Bis wann steht laut dem Interviewauszug über Dornenreich alles im Zeichen der laufenden Tour?
======== VORLIEGENDER AUSZUG
Was passiert momentan im Dornenreich-Lager? Ihr spielt ja momentan eine Tour, die auch in einigen Kirchen Halt macht. Hättet Ihr Euch das zu Euren Black Metal-Zeiten mal träumen lassen, auch wenn ihr schon damals nie die Black Metal - Klischees erfüllt habt? Und das nächste Album ist ja auch schon im Entstehungsprozess, was könnt Ihr zum jetzigen Zeitpunkt dazu sagen?

Bis April steht im Moment alles im Zeichen der laufenden Mystic-Places-Tour, die uns an nahezu jedem Wochenende in europäische Metropolen führt. Und unsere bisherigen Erfahrungen waren atemberaubende. Für uns sind Kirchen schlicht und ergreifend – und letzten Endes überkonfessionell gedacht – Orte tiefer Spiritualität. Und der Klangcharakter solcher Räumlichkeiten verbindet sich natürlich sehr, sehr gut mit unserem Ausdruck, der im Kern intensiv, mystisch und zeitlos ist.
================
======== GEGEBENE ANGABEN
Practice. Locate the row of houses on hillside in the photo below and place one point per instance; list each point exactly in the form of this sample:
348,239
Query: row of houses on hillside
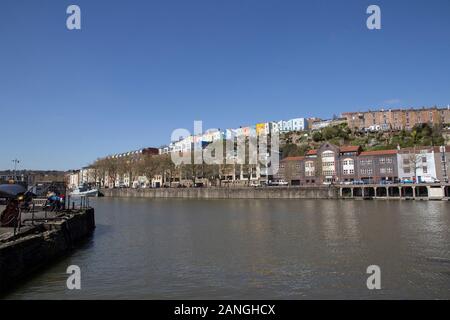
397,119
186,144
331,164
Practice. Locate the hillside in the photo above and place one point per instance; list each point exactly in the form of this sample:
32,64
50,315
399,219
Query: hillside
298,143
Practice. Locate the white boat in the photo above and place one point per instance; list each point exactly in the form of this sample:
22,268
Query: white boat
84,191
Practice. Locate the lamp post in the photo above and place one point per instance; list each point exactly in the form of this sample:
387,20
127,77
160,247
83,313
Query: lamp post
15,161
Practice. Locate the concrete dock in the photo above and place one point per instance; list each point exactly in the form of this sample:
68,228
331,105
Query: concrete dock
35,245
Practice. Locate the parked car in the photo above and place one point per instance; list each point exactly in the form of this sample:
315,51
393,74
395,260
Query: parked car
255,183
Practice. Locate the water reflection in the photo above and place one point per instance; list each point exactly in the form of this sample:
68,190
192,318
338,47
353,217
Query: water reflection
243,249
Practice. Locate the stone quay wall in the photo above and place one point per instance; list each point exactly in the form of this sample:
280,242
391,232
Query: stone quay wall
319,192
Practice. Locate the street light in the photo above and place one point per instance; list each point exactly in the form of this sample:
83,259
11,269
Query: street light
15,161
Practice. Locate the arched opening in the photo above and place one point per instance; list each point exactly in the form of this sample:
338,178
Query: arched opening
369,192
381,192
357,192
421,191
447,191
393,192
346,192
407,192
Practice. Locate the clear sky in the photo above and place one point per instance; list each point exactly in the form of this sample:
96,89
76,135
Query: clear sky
139,69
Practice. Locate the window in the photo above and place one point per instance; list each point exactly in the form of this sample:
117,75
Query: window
366,162
348,171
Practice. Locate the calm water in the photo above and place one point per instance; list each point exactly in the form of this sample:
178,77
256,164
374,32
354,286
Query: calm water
245,249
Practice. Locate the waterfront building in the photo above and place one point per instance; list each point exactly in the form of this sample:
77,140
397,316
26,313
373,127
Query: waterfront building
417,164
310,167
330,164
379,166
291,170
299,124
442,161
397,119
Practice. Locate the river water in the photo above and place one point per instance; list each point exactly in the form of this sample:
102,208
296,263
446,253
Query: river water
256,249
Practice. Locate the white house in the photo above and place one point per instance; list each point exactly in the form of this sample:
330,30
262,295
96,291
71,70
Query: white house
417,164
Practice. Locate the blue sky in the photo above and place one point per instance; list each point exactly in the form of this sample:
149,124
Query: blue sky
139,69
================
DIE ANTWORT> Bis April steht alles im Zeichen der laufenden Mystic-Places-Tour.